» **Set problem**
Each of the entries should be retyped precisely as it appears.

» **Dataset records**
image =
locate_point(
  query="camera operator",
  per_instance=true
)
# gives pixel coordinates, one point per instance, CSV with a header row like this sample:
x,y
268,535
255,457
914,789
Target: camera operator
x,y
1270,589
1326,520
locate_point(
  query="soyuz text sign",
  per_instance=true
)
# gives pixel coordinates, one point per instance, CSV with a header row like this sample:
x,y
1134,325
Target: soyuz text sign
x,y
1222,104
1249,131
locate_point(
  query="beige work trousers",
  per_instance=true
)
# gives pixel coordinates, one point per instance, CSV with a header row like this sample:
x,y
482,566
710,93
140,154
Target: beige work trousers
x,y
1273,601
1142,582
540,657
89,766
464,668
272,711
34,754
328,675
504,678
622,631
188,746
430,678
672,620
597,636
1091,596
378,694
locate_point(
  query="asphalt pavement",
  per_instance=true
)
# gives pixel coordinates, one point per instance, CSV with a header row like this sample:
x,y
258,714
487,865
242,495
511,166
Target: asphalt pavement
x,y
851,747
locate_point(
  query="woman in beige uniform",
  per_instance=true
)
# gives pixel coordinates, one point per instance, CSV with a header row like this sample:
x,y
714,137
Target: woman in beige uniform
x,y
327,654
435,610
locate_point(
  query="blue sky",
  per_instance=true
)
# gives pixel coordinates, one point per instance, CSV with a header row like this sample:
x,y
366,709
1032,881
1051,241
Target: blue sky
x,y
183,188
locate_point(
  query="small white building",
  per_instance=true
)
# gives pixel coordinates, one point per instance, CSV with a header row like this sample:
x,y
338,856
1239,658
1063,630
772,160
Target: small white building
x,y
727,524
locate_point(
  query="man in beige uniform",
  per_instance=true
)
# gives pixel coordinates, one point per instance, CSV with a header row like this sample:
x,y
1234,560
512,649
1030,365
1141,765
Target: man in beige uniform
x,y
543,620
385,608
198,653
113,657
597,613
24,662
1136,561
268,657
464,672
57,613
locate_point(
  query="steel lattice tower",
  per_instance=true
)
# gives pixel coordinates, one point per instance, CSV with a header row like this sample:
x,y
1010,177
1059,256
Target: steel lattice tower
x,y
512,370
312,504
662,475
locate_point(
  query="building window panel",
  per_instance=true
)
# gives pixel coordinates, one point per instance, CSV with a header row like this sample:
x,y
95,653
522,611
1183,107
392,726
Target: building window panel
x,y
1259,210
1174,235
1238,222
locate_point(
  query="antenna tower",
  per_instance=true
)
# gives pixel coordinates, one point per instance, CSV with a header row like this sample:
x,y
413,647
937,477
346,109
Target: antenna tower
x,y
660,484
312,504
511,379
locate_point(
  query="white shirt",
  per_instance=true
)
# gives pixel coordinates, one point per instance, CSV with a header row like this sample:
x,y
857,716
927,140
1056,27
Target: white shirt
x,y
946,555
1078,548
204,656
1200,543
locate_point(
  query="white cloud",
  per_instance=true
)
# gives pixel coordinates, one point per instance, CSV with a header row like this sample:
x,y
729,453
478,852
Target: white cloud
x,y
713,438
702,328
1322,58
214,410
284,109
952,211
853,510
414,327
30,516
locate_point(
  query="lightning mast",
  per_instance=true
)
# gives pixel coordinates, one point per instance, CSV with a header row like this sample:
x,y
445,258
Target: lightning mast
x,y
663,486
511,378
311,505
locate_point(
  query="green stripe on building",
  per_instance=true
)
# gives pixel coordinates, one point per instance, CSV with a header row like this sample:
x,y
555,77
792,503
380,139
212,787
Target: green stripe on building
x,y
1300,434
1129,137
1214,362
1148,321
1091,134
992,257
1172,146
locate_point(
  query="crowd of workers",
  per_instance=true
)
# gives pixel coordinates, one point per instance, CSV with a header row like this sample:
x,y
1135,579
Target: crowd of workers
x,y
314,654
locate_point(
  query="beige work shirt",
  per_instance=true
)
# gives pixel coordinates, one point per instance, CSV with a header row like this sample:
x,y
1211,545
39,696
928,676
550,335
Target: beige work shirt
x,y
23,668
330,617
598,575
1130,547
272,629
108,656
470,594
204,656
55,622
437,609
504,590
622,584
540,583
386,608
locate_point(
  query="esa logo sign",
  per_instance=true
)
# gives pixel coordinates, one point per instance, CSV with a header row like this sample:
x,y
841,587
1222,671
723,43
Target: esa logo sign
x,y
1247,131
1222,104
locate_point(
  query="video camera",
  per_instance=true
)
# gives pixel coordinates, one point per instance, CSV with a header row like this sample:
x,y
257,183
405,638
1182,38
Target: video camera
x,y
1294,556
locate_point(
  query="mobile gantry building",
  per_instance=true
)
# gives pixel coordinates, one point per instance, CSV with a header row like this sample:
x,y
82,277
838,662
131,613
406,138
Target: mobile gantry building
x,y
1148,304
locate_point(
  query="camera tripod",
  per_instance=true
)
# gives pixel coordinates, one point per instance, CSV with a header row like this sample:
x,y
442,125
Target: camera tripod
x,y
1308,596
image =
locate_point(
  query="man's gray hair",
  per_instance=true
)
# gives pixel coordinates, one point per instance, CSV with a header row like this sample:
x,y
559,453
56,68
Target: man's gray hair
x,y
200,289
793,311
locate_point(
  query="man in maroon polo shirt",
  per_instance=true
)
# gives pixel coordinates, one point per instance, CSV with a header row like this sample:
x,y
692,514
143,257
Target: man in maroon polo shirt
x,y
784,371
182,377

» **Finished task**
image =
locate_point(
  query="camera operator",
  per_instance=true
)
# gives pixel coordinates, one point per instance, CSV with a header row like this sample:
x,y
268,535
255,457
914,789
Target: camera operator
x,y
1270,589
1326,520
locate_point(
  query="soyuz text sign",
  per_instance=true
)
# gives pixel coordinates, one point per instance, CSV with a header row like this sample:
x,y
1134,325
Target: soyuz text sign
x,y
1222,104
1249,131
locate_point(
  query="beige work trousers",
  per_instance=true
)
# gives pixel coordinates, one point per instance, CSV with a header row like this sample:
x,y
482,566
710,93
140,154
Target: beige work trousers
x,y
1273,601
1142,582
540,657
89,766
464,668
272,711
34,754
328,675
504,678
622,631
188,746
430,678
672,620
597,636
1091,596
378,694
locate_point(
  query="asphalt pavement",
  per_instance=true
)
# gives pixel coordinates, one point per instance, CSV with a header row like this sample:
x,y
258,714
487,865
242,495
511,166
Target: asphalt pavement
x,y
851,747
locate_point(
  query="woman in beige uniform",
  per_instance=true
)
# gives pixel coordinates, one point per instance, CSV with a header row like this sample:
x,y
714,137
Target: woman in beige uniform
x,y
327,654
435,610
locate_point(
  query="blue sky",
  per_instance=true
)
# gives pixel coordinates, one point per instance, CSV with a header row like this sample:
x,y
366,709
1032,881
1051,241
Target: blue sky
x,y
183,188
locate_point(
  query="small white building",
  per_instance=true
)
# gives pixel coordinates, one point per instance, CSV with a header row like this sample:
x,y
338,856
1239,658
1063,630
772,160
Target: small white building
x,y
727,524
locate_point(
  query="man in beige uniform",
  per_instance=true
)
# gives pixel coordinates, one point per instance, CSV with a header row like this sample:
x,y
1234,560
512,649
1030,365
1141,765
Target: man in beige uniform
x,y
543,620
385,608
198,653
113,657
597,613
24,662
1136,561
268,657
464,672
57,613
locate_point(
  query="steel lattice tower",
  per_instance=true
)
# gives pixel coordinates, one point per instance, CSV with a header row like this sample:
x,y
1010,177
1059,256
Target: steel lattice tower
x,y
512,370
312,504
662,475
locate_point(
  query="building window panel",
  per_instance=true
)
# gives pixel coordinates, one point per instance, CSV with a header row like this sample:
x,y
95,653
522,611
1183,107
392,726
Target: building window panel
x,y
1259,210
1174,235
1238,222
locate_point(
  query="antenna tower",
  per_instance=true
)
# gives pixel coordinates, one point per instance, CSV with a header row like this sample:
x,y
413,647
937,477
346,109
Target: antenna tower
x,y
660,484
312,504
511,379
locate_point(
  query="white shirt",
  per_instance=true
)
# gives pixel coordinates, one point per instance, CSV with a header row like this sample:
x,y
857,716
927,140
1056,27
Target: white shirt
x,y
946,555
1078,548
204,656
1200,543
locate_point(
  query="white cloud",
  per_instance=true
)
# gives pixel coordinates, one point per instance, CSV with a header row like this sample:
x,y
729,453
478,852
Target: white cloud
x,y
713,438
702,328
1322,58
214,410
284,109
952,211
853,510
414,327
30,516
locate_point(
  query="lightning mast",
  per_instance=true
)
# gives pixel coordinates, one point per instance, CSV with a header row like this sample:
x,y
445,258
Target: lightning mast
x,y
663,486
511,378
311,505
locate_point(
  query="green stripe on building",
  per_instance=true
)
# gives pixel coordinates, one point per instance, CSV with a header row like this sample:
x,y
555,77
792,503
380,139
212,787
Target: green stripe on building
x,y
1300,434
1129,137
1214,362
1148,321
1091,134
992,257
1172,146
locate_point(
  query="crowd of workers",
  per_instance=true
)
# gives pixel coordinates, one point per instance, CSV with a header row like this sample:
x,y
1135,579
Target: crowd of workers
x,y
314,654
locate_point(
  query="beige work shirt",
  per_instance=true
)
# gives pixel coordinates, one point per instance, CSV with a header row like this sample:
x,y
1211,545
39,696
928,676
550,335
Target: beige work shirt
x,y
23,668
330,617
598,575
1130,547
272,629
108,656
470,594
204,656
55,622
437,609
504,590
622,584
540,583
386,608
locate_point(
  query="esa logo sign",
  per_instance=true
)
# gives pixel coordinates, one point per instance, CSV with a header row like this sample:
x,y
841,587
1222,671
723,43
Target: esa logo sign
x,y
1247,131
1222,104
locate_point(
  query="video camera",
  per_instance=true
)
# gives pixel coordinates, one point per instance, CSV with a header row like this sample:
x,y
257,183
405,638
1182,38
Target: video camera
x,y
1294,556
locate_point(
  query="mobile gantry building",
  per_instance=true
)
# gives pixel coordinates, one point per instance, CSV with a header row like this sample:
x,y
82,277
838,662
131,613
406,138
Target: mobile gantry building
x,y
1148,304
locate_point(
  query="camera tripod",
  per_instance=true
)
# gives pixel coordinates, one point per instance, CSV with a header row like this sample:
x,y
442,125
Target: camera tripod
x,y
1308,596
image =
locate_point(
  query="man's gray hair",
  per_instance=true
)
# gives pixel coordinates, one point per instance, CSV with a header row like this sample:
x,y
559,453
56,68
Target: man's gray hair
x,y
200,289
793,311
locate_point(
  query="man in maroon polo shirt",
  per_instance=true
)
# gives pixel coordinates, one point per instance, CSV with a header row like this sample:
x,y
692,514
143,257
Target: man in maroon polo shirt
x,y
784,371
182,377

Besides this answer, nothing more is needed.